— Start of Data for the task —

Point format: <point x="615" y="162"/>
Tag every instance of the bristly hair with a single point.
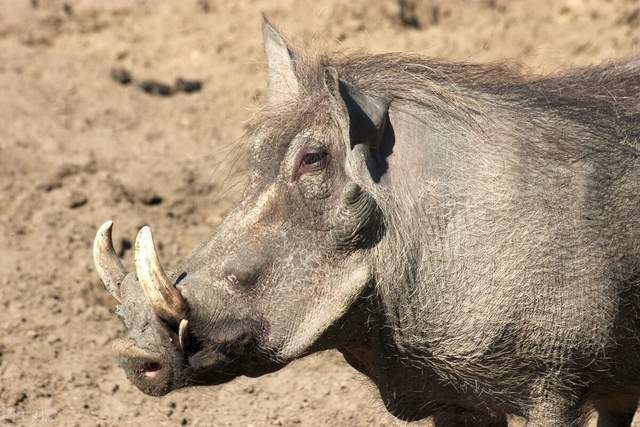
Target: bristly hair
<point x="605" y="98"/>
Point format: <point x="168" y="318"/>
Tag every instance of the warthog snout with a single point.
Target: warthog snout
<point x="150" y="372"/>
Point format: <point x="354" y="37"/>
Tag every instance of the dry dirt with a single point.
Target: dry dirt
<point x="76" y="149"/>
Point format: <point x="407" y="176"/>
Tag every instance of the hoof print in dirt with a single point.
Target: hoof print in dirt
<point x="121" y="75"/>
<point x="154" y="87"/>
<point x="187" y="86"/>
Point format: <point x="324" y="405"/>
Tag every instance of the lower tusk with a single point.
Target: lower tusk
<point x="108" y="265"/>
<point x="164" y="298"/>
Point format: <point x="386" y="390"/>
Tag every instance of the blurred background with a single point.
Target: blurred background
<point x="80" y="144"/>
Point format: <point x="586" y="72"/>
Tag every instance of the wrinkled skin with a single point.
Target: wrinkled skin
<point x="471" y="268"/>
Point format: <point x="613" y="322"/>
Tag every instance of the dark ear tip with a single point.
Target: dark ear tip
<point x="331" y="79"/>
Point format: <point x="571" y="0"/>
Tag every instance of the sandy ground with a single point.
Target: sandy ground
<point x="76" y="149"/>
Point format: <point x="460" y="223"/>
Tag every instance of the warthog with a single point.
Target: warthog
<point x="468" y="238"/>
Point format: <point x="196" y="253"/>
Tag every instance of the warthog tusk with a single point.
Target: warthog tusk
<point x="183" y="334"/>
<point x="164" y="298"/>
<point x="108" y="265"/>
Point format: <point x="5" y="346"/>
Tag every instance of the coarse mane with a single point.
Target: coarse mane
<point x="605" y="98"/>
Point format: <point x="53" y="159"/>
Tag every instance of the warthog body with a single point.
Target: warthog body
<point x="468" y="238"/>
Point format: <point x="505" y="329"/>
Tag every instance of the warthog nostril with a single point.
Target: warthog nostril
<point x="150" y="369"/>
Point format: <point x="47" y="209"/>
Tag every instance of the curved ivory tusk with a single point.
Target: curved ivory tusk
<point x="108" y="265"/>
<point x="183" y="334"/>
<point x="164" y="298"/>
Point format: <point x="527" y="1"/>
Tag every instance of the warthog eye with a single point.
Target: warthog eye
<point x="312" y="162"/>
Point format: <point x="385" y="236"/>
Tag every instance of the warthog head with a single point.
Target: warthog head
<point x="288" y="265"/>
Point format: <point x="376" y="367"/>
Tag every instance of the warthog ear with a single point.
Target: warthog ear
<point x="282" y="81"/>
<point x="367" y="114"/>
<point x="364" y="120"/>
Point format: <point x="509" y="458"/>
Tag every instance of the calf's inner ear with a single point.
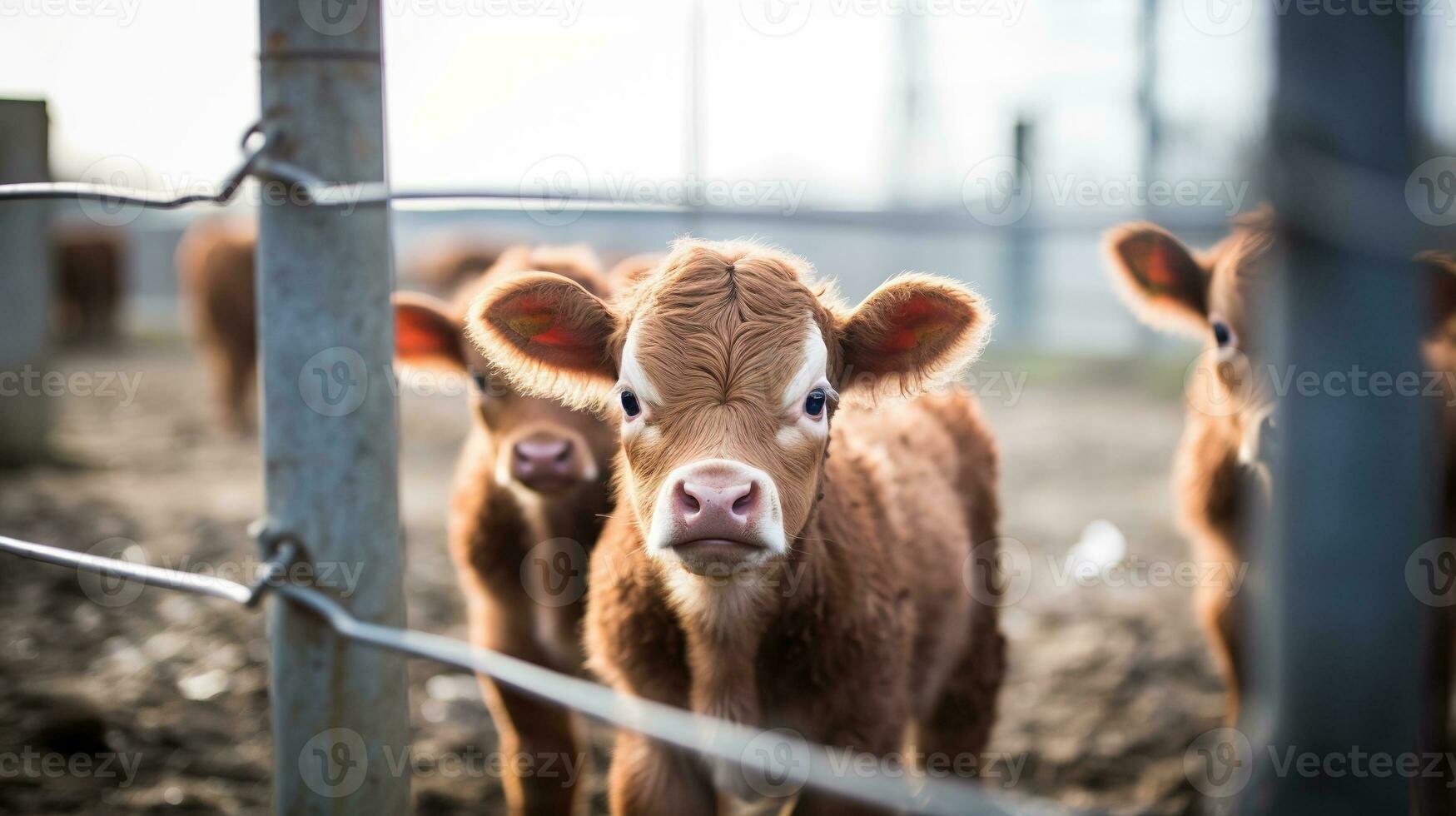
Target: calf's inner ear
<point x="548" y="334"/>
<point x="912" y="330"/>
<point x="427" y="334"/>
<point x="1164" y="283"/>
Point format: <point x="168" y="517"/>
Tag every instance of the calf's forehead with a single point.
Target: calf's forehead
<point x="686" y="361"/>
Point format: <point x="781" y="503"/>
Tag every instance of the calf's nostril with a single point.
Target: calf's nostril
<point x="744" y="501"/>
<point x="686" y="501"/>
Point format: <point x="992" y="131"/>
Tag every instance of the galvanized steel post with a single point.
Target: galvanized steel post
<point x="340" y="710"/>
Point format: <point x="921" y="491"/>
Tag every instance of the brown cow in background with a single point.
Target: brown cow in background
<point x="89" y="285"/>
<point x="445" y="264"/>
<point x="216" y="276"/>
<point x="530" y="495"/>
<point x="1222" y="464"/>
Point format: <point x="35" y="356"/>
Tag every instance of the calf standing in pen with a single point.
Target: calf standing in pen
<point x="529" y="500"/>
<point x="91" y="280"/>
<point x="216" y="274"/>
<point x="1222" y="470"/>
<point x="746" y="573"/>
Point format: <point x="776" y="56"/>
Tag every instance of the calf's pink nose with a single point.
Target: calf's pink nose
<point x="717" y="503"/>
<point x="542" y="460"/>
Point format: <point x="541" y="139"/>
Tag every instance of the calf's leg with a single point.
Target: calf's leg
<point x="649" y="779"/>
<point x="539" y="749"/>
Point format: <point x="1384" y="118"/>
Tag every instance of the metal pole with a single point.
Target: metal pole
<point x="25" y="286"/>
<point x="1339" y="631"/>
<point x="340" y="711"/>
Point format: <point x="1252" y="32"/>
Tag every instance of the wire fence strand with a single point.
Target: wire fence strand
<point x="769" y="754"/>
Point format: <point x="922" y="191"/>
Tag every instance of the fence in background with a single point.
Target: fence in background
<point x="1334" y="602"/>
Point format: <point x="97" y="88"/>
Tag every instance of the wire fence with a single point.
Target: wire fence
<point x="773" y="755"/>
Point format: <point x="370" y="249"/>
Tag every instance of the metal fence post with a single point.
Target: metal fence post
<point x="25" y="285"/>
<point x="340" y="711"/>
<point x="1339" y="629"/>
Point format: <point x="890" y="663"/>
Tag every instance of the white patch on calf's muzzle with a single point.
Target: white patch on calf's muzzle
<point x="763" y="530"/>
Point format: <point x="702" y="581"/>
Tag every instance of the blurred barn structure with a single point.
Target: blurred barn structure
<point x="1335" y="162"/>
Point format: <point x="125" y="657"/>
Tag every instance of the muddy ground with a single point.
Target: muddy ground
<point x="1108" y="684"/>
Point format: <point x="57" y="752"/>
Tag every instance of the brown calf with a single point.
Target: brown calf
<point x="1220" y="472"/>
<point x="447" y="264"/>
<point x="216" y="274"/>
<point x="529" y="500"/>
<point x="91" y="279"/>
<point x="746" y="573"/>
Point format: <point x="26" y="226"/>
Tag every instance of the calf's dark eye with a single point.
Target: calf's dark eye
<point x="629" y="404"/>
<point x="814" y="402"/>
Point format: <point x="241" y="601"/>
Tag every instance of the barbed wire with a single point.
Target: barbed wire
<point x="307" y="188"/>
<point x="772" y="754"/>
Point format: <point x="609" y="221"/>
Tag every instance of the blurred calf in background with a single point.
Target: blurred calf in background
<point x="1222" y="470"/>
<point x="216" y="261"/>
<point x="91" y="281"/>
<point x="446" y="264"/>
<point x="530" y="495"/>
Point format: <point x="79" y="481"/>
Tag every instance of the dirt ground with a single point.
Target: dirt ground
<point x="1108" y="682"/>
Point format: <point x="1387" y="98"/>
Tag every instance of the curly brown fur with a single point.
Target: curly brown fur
<point x="865" y="625"/>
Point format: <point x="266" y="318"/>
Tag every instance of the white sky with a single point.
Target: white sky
<point x="476" y="101"/>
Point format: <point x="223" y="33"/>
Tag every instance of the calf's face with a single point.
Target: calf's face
<point x="542" y="448"/>
<point x="724" y="365"/>
<point x="1220" y="296"/>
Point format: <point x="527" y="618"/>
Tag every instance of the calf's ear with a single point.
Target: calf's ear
<point x="912" y="331"/>
<point x="1160" y="279"/>
<point x="549" y="336"/>
<point x="427" y="336"/>
<point x="1442" y="271"/>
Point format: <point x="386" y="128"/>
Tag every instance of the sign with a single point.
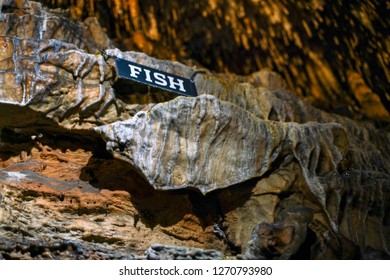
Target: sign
<point x="153" y="77"/>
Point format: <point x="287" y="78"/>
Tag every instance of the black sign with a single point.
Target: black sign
<point x="153" y="77"/>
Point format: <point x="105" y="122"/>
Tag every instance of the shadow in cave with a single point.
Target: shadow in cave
<point x="164" y="208"/>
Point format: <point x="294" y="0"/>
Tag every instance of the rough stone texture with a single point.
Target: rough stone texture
<point x="312" y="44"/>
<point x="234" y="169"/>
<point x="280" y="240"/>
<point x="208" y="144"/>
<point x="161" y="252"/>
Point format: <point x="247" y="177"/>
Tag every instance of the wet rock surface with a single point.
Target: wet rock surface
<point x="95" y="167"/>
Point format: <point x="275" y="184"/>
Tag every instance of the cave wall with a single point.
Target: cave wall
<point x="334" y="53"/>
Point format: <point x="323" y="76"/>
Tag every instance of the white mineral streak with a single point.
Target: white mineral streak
<point x="208" y="144"/>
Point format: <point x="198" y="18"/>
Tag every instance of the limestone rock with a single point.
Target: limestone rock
<point x="161" y="252"/>
<point x="187" y="172"/>
<point x="280" y="240"/>
<point x="208" y="144"/>
<point x="38" y="22"/>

— End of Data for the task —

**Stated task**
Find every line in the items above that contains the word "forehead" and copy each such line in full; case counts.

**Exercise answer**
Tag every instance of the calf's forehead with a single point.
Target: calf's forehead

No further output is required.